1.1.4 Quelle(s) stratégie(s) pour le modèle de situation ?

La construction d’un modèle de situation cohérent diffère de celle de la base de texte dans la mesure où elle requiert une intégration des informations en cours de traitement à l’ensemble de la représentation mentale préalablement élaborée et stockée en mémoire à long terme (MLT). Tout au long du processus de compréhension, le lecteur est amené à utiliser les informations pertinentes du discours ainsi que les connaissances qu’il a du monde qui ne sont pas actives en MDT. Toutefois, comme la construction de la base de texte, celle d’un modèle de situation est contrainte par les capacités limitées de la MDT et se caractérise alors comme un processus incrémentatif qui consiste à intégrer les informations en cours de traitement à la représentation préalablement construite et aux connaissances du lecteur stockées en MLT. La compréhension d’un texte dépend alors de la facilité et du succès de ce processus classiquement défini sous le terme de processus de mise à jour.

* TRAVAIL DEMANDÉ:
Poursuivez l'extrait sur la construction du modèle de situation au-delà de sa dernière phrase.

(Entrées d'identification des lieux)
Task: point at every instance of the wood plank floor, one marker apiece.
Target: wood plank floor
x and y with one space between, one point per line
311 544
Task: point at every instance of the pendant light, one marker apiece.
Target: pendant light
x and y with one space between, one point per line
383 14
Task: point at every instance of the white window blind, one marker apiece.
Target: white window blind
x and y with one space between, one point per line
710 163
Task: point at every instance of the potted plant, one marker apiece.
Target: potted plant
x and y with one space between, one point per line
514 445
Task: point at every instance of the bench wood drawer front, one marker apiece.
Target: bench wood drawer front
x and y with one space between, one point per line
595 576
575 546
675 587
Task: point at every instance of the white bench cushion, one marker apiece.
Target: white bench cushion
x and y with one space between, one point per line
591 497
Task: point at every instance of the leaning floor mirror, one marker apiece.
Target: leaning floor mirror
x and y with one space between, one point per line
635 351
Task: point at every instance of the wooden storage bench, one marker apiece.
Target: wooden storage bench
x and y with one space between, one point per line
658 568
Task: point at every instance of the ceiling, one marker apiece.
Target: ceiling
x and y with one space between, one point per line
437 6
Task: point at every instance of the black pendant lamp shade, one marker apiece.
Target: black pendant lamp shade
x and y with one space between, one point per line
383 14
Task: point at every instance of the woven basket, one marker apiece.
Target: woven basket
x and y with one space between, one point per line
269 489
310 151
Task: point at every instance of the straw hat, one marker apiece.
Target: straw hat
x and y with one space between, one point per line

* RÉPONSE CI-DESSOUS:
Les modèles de compréhension actuels s’accordent sur l’idée selon laquelle le processus de mise à jour se compose des processus sous-jacents à la construction de la cohérence locale et de la cohérence globale. La cohérence locale implique la création de connexions entre les informations en cours de traitement et celles du contexte qui le précède et est requise à la fois dans la construction de la base de texte et celle du modèle de situation. À l’inverse, la cohérence globale correspond à la construction de connexions entre les nouvelles informations et les éléments pertinents pour la compréhension de celles-ci mais qui ne sont plus actifs en MDT. En d’autres termes, la cohérence globale implique la création de connexions entre des éléments qui sont distants sur la structure de surface d’un texte et est indispensable à l’élaboration d’un modèle de situation cohérent.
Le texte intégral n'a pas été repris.